If a line of the records contains the word "eyebrow", list it.

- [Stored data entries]
+--
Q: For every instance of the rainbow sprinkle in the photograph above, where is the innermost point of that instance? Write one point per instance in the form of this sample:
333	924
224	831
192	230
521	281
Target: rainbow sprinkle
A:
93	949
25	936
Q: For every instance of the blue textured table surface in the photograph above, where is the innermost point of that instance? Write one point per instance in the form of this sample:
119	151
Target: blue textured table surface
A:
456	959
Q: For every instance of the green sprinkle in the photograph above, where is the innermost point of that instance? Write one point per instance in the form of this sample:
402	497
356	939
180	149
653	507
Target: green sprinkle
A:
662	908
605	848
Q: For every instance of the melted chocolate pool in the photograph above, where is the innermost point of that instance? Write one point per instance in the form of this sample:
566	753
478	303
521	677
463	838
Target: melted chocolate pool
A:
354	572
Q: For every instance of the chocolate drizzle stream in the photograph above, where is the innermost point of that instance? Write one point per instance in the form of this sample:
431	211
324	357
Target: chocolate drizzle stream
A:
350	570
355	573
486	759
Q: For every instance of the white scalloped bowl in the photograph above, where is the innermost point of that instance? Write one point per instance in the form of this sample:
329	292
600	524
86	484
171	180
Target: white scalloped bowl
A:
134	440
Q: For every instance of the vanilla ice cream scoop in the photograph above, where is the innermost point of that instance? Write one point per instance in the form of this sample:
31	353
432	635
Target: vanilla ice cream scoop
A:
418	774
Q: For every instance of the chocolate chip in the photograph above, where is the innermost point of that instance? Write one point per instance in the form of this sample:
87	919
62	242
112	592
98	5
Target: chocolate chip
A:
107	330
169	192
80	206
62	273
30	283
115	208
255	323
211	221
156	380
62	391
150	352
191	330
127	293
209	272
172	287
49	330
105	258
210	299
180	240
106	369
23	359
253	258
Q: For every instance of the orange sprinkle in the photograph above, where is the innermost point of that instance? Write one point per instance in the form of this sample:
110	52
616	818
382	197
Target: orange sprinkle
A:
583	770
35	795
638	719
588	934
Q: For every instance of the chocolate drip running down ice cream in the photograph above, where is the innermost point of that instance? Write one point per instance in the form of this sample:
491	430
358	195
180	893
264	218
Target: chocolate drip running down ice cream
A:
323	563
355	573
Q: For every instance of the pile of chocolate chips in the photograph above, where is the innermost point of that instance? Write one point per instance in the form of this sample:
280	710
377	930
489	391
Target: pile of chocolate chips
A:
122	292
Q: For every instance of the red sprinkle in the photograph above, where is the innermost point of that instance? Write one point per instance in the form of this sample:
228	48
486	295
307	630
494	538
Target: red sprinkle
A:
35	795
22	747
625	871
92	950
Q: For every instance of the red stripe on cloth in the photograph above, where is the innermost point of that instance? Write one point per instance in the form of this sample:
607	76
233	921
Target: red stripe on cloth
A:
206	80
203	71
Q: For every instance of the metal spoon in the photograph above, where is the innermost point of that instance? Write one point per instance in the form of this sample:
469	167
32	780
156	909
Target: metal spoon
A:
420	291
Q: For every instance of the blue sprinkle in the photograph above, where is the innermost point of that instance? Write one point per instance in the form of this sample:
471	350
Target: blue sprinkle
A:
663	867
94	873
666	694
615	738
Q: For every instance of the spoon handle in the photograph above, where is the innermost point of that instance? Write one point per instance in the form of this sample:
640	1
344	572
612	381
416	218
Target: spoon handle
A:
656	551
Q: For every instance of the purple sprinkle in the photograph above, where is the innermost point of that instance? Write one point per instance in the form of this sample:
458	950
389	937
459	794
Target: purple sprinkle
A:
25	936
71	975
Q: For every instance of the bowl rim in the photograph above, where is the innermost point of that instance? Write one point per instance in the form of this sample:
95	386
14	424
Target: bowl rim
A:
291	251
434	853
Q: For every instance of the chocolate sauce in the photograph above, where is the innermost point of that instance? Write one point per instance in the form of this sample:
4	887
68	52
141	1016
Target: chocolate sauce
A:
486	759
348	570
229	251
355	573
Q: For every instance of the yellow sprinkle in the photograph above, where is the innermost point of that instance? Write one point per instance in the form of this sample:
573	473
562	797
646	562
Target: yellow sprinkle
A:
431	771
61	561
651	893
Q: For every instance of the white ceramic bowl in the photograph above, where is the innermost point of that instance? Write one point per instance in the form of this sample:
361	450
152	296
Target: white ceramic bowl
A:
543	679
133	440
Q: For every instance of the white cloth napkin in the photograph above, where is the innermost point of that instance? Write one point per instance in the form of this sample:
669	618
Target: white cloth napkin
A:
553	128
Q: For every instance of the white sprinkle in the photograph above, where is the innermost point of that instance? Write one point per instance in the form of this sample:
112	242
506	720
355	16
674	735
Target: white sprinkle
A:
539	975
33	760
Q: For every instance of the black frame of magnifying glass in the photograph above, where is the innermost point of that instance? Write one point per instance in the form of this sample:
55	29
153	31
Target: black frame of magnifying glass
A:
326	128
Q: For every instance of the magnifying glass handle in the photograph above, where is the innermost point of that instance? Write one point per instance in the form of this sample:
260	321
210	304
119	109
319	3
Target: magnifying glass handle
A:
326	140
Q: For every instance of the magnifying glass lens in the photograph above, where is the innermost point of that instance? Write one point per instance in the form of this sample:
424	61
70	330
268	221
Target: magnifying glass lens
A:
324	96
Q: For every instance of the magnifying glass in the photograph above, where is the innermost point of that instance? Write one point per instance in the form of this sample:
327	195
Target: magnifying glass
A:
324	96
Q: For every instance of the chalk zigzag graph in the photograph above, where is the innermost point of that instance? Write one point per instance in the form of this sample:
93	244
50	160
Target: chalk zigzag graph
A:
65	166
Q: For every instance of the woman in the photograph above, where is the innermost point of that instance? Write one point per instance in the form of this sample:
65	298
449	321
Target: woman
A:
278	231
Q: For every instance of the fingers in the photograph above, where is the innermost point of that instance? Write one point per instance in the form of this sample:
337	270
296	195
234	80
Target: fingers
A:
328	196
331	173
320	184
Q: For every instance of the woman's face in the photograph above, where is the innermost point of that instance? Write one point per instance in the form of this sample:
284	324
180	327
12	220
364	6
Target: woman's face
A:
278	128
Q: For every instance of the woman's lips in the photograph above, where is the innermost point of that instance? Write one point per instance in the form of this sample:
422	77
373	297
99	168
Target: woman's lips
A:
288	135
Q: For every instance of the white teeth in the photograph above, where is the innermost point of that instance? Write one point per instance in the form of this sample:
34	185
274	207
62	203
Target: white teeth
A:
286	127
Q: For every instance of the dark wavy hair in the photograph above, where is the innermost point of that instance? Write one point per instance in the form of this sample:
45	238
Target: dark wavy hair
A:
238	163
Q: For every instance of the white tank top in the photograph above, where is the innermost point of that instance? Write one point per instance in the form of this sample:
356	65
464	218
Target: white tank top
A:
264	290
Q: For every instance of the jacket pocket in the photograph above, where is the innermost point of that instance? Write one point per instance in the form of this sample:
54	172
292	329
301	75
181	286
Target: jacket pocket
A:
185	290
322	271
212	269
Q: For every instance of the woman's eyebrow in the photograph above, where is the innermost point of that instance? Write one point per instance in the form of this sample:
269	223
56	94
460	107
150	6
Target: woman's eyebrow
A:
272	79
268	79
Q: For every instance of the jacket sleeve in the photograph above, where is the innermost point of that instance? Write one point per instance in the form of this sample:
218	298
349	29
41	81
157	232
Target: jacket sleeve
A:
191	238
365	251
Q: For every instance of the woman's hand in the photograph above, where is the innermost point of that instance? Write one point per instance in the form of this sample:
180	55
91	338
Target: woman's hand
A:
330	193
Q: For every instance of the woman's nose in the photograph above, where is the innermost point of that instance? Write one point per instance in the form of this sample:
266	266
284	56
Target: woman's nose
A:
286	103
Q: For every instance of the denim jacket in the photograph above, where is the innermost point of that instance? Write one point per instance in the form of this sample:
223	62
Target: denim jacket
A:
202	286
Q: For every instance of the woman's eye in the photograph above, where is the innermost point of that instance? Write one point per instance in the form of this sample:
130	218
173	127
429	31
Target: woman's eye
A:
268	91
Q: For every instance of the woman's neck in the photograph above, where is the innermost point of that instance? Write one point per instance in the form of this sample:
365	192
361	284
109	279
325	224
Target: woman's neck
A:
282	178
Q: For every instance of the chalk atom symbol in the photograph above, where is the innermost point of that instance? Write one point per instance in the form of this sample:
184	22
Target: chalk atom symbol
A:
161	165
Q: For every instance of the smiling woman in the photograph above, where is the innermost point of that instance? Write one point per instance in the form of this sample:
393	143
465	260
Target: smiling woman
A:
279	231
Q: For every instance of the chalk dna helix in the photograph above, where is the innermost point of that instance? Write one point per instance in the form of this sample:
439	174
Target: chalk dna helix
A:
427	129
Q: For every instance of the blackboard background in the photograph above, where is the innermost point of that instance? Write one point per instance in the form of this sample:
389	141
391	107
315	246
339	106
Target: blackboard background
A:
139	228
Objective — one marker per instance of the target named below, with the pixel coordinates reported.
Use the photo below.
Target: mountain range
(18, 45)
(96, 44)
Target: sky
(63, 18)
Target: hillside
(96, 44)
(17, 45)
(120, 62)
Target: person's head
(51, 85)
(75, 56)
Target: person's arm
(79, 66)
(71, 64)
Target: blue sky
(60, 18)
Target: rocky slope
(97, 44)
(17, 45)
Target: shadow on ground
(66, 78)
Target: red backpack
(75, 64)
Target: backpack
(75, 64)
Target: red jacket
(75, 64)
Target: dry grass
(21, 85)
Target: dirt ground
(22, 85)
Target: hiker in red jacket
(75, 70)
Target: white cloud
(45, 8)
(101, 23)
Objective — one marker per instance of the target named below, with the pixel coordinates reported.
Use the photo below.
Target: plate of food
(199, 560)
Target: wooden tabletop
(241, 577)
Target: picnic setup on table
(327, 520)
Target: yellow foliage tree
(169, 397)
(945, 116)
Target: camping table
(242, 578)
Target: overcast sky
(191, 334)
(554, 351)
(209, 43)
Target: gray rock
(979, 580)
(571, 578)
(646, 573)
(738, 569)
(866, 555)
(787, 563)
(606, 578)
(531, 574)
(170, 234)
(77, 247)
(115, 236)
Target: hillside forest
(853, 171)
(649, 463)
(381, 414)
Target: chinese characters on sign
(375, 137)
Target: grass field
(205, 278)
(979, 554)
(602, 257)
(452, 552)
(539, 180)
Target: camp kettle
+--
- [The answer]
Q: For every instance of the woman's eyebrow in the photograph above, where is the innermost point of that instance? Write one point per instance in the form of this sample:
Target: woman's eyebrow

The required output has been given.